» TASK OBJECTIVE:
Render each line of the records below as a Markdown table with the columns Index and Entry, numbering the rows in order and omitting blank lines.

★ ★ ★ ★ ★

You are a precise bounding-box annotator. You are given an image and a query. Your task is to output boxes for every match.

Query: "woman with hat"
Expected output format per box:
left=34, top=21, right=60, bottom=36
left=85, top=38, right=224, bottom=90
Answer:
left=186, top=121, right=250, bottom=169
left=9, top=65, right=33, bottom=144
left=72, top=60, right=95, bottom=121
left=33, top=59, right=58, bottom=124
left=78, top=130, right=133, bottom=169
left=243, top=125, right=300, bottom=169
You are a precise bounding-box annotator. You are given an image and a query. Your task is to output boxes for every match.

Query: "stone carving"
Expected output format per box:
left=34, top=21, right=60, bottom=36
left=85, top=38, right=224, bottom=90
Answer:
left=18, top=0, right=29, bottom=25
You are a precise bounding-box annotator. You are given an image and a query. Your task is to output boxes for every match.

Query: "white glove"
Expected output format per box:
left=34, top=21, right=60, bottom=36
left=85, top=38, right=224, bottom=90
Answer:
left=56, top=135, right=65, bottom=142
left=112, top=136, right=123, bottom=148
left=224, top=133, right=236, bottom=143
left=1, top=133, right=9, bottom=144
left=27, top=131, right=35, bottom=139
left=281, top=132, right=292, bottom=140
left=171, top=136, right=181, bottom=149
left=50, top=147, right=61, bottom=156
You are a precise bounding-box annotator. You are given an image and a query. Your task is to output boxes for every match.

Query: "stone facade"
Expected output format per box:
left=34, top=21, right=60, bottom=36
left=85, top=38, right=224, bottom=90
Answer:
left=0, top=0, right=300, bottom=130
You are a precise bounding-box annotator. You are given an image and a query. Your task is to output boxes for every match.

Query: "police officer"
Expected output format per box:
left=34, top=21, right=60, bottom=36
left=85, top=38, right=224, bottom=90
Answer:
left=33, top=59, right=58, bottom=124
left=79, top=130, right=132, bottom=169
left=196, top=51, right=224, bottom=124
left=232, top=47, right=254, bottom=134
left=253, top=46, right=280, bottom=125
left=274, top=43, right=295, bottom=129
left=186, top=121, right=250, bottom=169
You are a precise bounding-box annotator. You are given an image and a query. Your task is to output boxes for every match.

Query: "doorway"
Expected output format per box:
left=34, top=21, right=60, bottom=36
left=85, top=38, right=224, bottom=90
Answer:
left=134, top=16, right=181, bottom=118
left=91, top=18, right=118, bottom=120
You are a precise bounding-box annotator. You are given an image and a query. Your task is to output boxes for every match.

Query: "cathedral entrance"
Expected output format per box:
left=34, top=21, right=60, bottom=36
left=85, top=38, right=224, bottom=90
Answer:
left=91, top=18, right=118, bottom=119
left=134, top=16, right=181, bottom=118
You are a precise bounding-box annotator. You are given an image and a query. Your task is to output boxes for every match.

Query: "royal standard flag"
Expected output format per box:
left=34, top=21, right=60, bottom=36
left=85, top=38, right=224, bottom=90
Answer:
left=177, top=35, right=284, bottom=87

★ ★ ★ ★ ★

» EXPECTED OUTPUT:
| Index | Entry |
|---|---|
| 1 | You are a precise bounding-box annotator. You are given an image and a query. Your task is to output boxes for every match. |
| 2 | Query: "woman with hat" |
| 3 | Expected output format per box: |
| 4 | left=34, top=21, right=60, bottom=36 |
| 5 | left=85, top=38, right=224, bottom=90 |
| 6 | Answer: |
| 7 | left=186, top=121, right=250, bottom=169 |
| 8 | left=9, top=65, right=33, bottom=144 |
| 9 | left=72, top=60, right=95, bottom=121 |
| 10 | left=33, top=59, right=58, bottom=124 |
| 11 | left=78, top=130, right=133, bottom=169 |
| 12 | left=243, top=125, right=300, bottom=169 |
| 13 | You are a precise bounding-box annotator. You are given an image and a query. Your task is to output boxes for every match. |
| 14 | Query: "stone carving" |
| 15 | Expected output format per box: |
| 16 | left=34, top=21, right=60, bottom=36 |
| 17 | left=85, top=38, right=224, bottom=90 |
| 18 | Answer: |
| 19 | left=18, top=0, right=29, bottom=25 |
| 20 | You are a precise bounding-box annotator. You are given an image and a query. Your task is to output boxes for every match. |
| 21 | Query: "white glove" |
| 22 | Expected output format per box: |
| 23 | left=34, top=21, right=60, bottom=36 |
| 24 | left=85, top=38, right=224, bottom=90 |
| 25 | Answer: |
| 26 | left=56, top=135, right=65, bottom=142 |
| 27 | left=112, top=136, right=123, bottom=148 |
| 28 | left=224, top=133, right=236, bottom=143 |
| 29 | left=1, top=133, right=9, bottom=144 |
| 30 | left=27, top=131, right=35, bottom=139 |
| 31 | left=281, top=132, right=292, bottom=140 |
| 32 | left=171, top=136, right=181, bottom=149 |
| 33 | left=50, top=147, right=61, bottom=156 |
| 34 | You are a precise bounding-box annotator. You are given an image and a query. Your task is to output boxes for every match. |
| 35 | Query: "stone facade" |
| 36 | Expected output format per box: |
| 37 | left=34, top=21, right=60, bottom=36 |
| 38 | left=85, top=38, right=224, bottom=90 |
| 39 | Answer: |
| 40 | left=0, top=0, right=300, bottom=130 |
| 41 | You are a precise bounding-box annotator. You are given an image and a query. Your task is to output boxes for every match. |
| 42 | Query: "police officer" |
| 43 | Expected output format per box: |
| 44 | left=34, top=21, right=60, bottom=36 |
| 45 | left=85, top=38, right=224, bottom=90 |
| 46 | Answer: |
| 47 | left=33, top=59, right=58, bottom=124 |
| 48 | left=79, top=130, right=132, bottom=169 |
| 49 | left=196, top=51, right=224, bottom=124 |
| 50 | left=232, top=47, right=254, bottom=134 |
| 51 | left=253, top=46, right=280, bottom=125 |
| 52 | left=274, top=43, right=295, bottom=129 |
| 53 | left=186, top=121, right=250, bottom=169 |
| 54 | You are a precise bounding-box annotator. You are given an image and a query. Your task is to output boxes for every match. |
| 55 | Query: "doorway" |
| 56 | Expected output format per box: |
| 57 | left=34, top=21, right=60, bottom=36 |
| 58 | left=85, top=38, right=224, bottom=90 |
| 59 | Answer: |
| 60 | left=134, top=16, right=181, bottom=118 |
| 61 | left=91, top=18, right=118, bottom=120 |
| 62 | You are a precise bounding-box annotator. You are given an image and a query. Your task is to output boxes for every match. |
| 63 | Query: "cathedral entrance" |
| 64 | Expected output format per box: |
| 65 | left=34, top=21, right=60, bottom=36 |
| 66 | left=85, top=38, right=224, bottom=90 |
| 67 | Answer: |
| 68 | left=91, top=18, right=118, bottom=119 |
| 69 | left=134, top=16, right=181, bottom=118 |
| 70 | You are a precise bounding-box annotator. You are given an image and a query. Your task is to output boxes for every match. |
| 71 | Query: "royal standard flag" |
| 72 | Expected output format per box: |
| 73 | left=34, top=21, right=60, bottom=36 |
| 74 | left=85, top=38, right=224, bottom=90 |
| 75 | Answer: |
| 76 | left=177, top=35, right=284, bottom=87 |